Text segment
--- --- ---

Currently, in NWT communities, the only way to get hold of emergency services by phone is to dial the local prefix, followed by "1-1-1-1" for police and "2-2-2-2" for fire or ambulance.
The urgency to develop a 911 system led to at least two studies on the matter and much hand-wringing at the municipal and territorial government level, yet implementation has been tediously slow. Finally, after deciding 911 would be implemented simultaneously in all 33 communities, the Department of Municipal and Community Affairs gave it the green light – for June 30 of this year.

Alas, the department is now telling the legislative assembly’s Standing Committee on Government Operations that it may not be able to meet the "go-live date."
Northerners will surely understand the need to get it right, and of late, much work has been done to ensure all telecommunications companies and all NWT communities are ready to deliver the service; that all 11 official languages can be accommodated during emergency calls; and that spot devices and satellite phones are encouraged for people living and working in "dead zones" where cell phones don’t work.

--- --- ---

Records shown
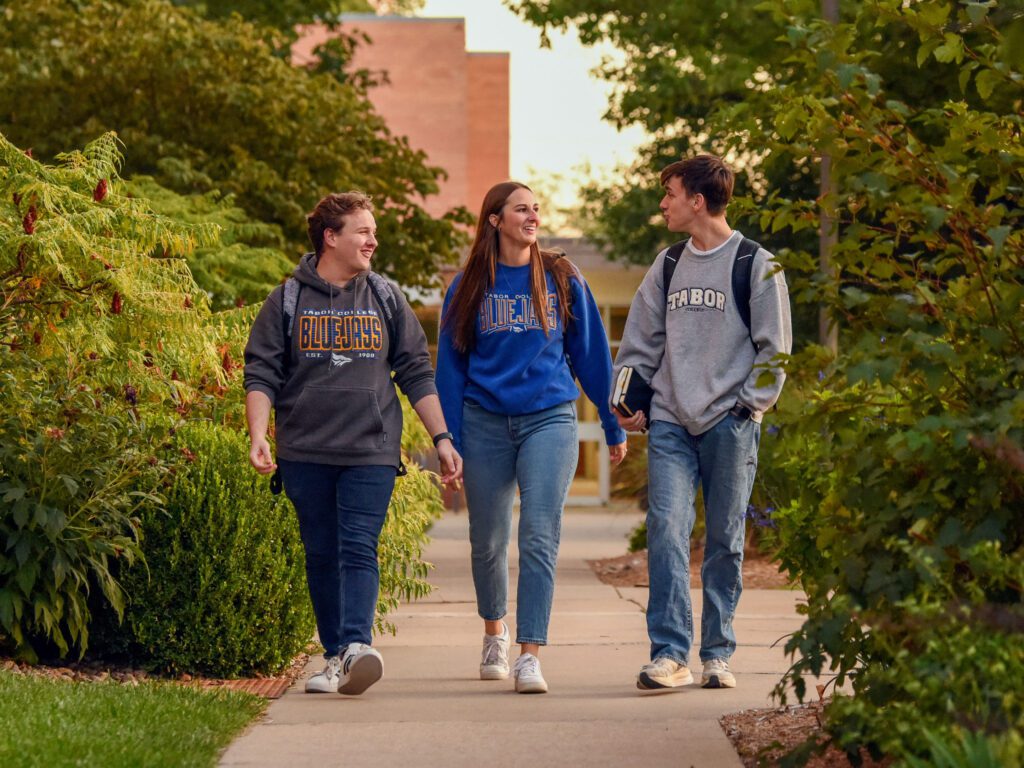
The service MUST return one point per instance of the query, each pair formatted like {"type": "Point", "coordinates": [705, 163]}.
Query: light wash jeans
{"type": "Point", "coordinates": [341, 512]}
{"type": "Point", "coordinates": [723, 461]}
{"type": "Point", "coordinates": [538, 452]}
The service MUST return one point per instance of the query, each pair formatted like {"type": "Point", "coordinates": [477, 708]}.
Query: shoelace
{"type": "Point", "coordinates": [663, 666]}
{"type": "Point", "coordinates": [492, 650]}
{"type": "Point", "coordinates": [349, 657]}
{"type": "Point", "coordinates": [333, 667]}
{"type": "Point", "coordinates": [528, 667]}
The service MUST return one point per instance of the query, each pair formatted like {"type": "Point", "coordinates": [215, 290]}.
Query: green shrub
{"type": "Point", "coordinates": [901, 460]}
{"type": "Point", "coordinates": [100, 344]}
{"type": "Point", "coordinates": [223, 588]}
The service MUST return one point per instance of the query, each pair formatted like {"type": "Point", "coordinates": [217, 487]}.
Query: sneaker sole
{"type": "Point", "coordinates": [314, 689]}
{"type": "Point", "coordinates": [645, 682]}
{"type": "Point", "coordinates": [365, 673]}
{"type": "Point", "coordinates": [531, 688]}
{"type": "Point", "coordinates": [716, 681]}
{"type": "Point", "coordinates": [494, 673]}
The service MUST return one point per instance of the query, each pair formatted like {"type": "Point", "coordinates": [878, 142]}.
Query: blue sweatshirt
{"type": "Point", "coordinates": [514, 369]}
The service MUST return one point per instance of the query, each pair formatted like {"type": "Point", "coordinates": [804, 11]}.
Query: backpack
{"type": "Point", "coordinates": [383, 293]}
{"type": "Point", "coordinates": [742, 265]}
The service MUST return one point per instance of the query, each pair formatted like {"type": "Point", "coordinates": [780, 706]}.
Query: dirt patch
{"type": "Point", "coordinates": [631, 570]}
{"type": "Point", "coordinates": [762, 736]}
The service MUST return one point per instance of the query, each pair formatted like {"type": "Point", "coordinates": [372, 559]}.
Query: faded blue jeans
{"type": "Point", "coordinates": [341, 512]}
{"type": "Point", "coordinates": [539, 453]}
{"type": "Point", "coordinates": [723, 461]}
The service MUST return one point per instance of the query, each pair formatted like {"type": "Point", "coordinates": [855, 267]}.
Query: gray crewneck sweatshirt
{"type": "Point", "coordinates": [694, 349]}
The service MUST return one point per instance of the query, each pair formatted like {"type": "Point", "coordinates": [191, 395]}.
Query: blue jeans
{"type": "Point", "coordinates": [341, 512]}
{"type": "Point", "coordinates": [538, 452]}
{"type": "Point", "coordinates": [723, 460]}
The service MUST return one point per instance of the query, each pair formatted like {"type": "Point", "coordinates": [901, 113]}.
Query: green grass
{"type": "Point", "coordinates": [53, 723]}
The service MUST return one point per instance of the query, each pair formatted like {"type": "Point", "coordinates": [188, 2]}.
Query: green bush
{"type": "Point", "coordinates": [899, 463]}
{"type": "Point", "coordinates": [223, 590]}
{"type": "Point", "coordinates": [100, 344]}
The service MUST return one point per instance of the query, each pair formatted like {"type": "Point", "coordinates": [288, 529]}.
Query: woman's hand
{"type": "Point", "coordinates": [617, 453]}
{"type": "Point", "coordinates": [260, 456]}
{"type": "Point", "coordinates": [451, 463]}
{"type": "Point", "coordinates": [635, 423]}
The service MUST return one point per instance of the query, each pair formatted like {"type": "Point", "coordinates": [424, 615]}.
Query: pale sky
{"type": "Point", "coordinates": [555, 103]}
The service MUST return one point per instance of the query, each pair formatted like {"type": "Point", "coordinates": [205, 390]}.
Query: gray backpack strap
{"type": "Point", "coordinates": [289, 305]}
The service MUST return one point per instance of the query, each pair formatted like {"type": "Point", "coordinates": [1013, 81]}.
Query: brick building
{"type": "Point", "coordinates": [454, 104]}
{"type": "Point", "coordinates": [450, 102]}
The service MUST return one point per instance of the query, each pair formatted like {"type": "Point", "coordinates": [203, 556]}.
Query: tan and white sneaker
{"type": "Point", "coordinates": [527, 675]}
{"type": "Point", "coordinates": [717, 675]}
{"type": "Point", "coordinates": [360, 668]}
{"type": "Point", "coordinates": [495, 659]}
{"type": "Point", "coordinates": [664, 673]}
{"type": "Point", "coordinates": [326, 681]}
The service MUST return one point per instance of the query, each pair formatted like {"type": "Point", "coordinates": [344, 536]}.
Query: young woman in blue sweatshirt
{"type": "Point", "coordinates": [518, 327]}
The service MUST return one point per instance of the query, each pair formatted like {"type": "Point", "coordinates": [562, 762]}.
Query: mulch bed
{"type": "Point", "coordinates": [762, 736]}
{"type": "Point", "coordinates": [631, 570]}
{"type": "Point", "coordinates": [96, 671]}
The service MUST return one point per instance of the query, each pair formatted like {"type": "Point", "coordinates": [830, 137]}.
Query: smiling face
{"type": "Point", "coordinates": [678, 207]}
{"type": "Point", "coordinates": [519, 220]}
{"type": "Point", "coordinates": [351, 246]}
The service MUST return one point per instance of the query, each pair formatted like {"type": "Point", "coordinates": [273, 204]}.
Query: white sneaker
{"type": "Point", "coordinates": [527, 675]}
{"type": "Point", "coordinates": [664, 673]}
{"type": "Point", "coordinates": [326, 681]}
{"type": "Point", "coordinates": [495, 660]}
{"type": "Point", "coordinates": [360, 668]}
{"type": "Point", "coordinates": [717, 675]}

--- --- ---

Goals
[A] Reproduce the part of the 911 passage from "Currently, in NWT" up to and including "of this year.".
[B] Give back every line of the records that contains the string "white".
The records are unrelated to the text.

Task answers
[A]
Currently, in NWT communities, the only way to get hold of emergency services by phone is to dial the local prefix, followed by "1-1-1-1" for police and "2-2-2-2" for fire or ambulance.
The urgency to develop a 911 system led to at least two studies on the matter and much hand-wringing at the municipal and territorial government level, yet implementation has been tediously slow. Finally, after deciding 911 would be implemented simultaneously in all 33 communities, the Department of Municipal and Community Affairs gave it the green light – for June 30 of this year.

[B]
Query: tan and white sneaker
Query: white sneaker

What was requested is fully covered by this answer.